Rewrite the records below, replacing every "bare tree" with "leafless tree" and keeping everything else unchanged. Leave the pictures out of your version.

• • • •

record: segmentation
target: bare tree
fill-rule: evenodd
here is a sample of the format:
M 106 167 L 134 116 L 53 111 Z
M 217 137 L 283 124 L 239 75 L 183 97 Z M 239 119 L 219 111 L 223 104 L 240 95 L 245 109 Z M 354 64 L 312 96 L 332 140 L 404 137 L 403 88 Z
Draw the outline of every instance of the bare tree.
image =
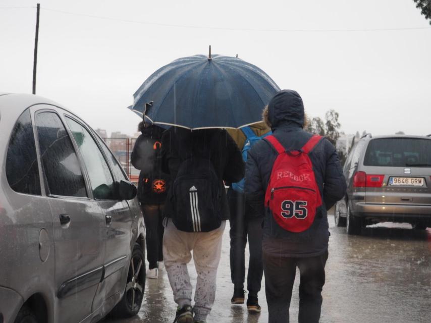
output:
M 413 0 L 416 4 L 416 8 L 420 9 L 420 13 L 426 19 L 429 19 L 431 25 L 431 0 Z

• • • •

Written response:
record: segmentation
target: leafless tree
fill-rule: evenodd
here is a sample of the format:
M 106 167 L 134 116 L 53 111 Z
M 217 137 L 283 124 L 239 75 L 183 97 Z M 239 119 L 219 111 L 223 104 L 240 95 L 245 109 Z M 354 64 L 312 96 L 332 140 L 404 137 L 403 88 Z
Draw the outline of every instance of the leafless tree.
image =
output:
M 413 0 L 416 4 L 416 8 L 420 9 L 420 13 L 426 19 L 429 19 L 431 25 L 431 0 Z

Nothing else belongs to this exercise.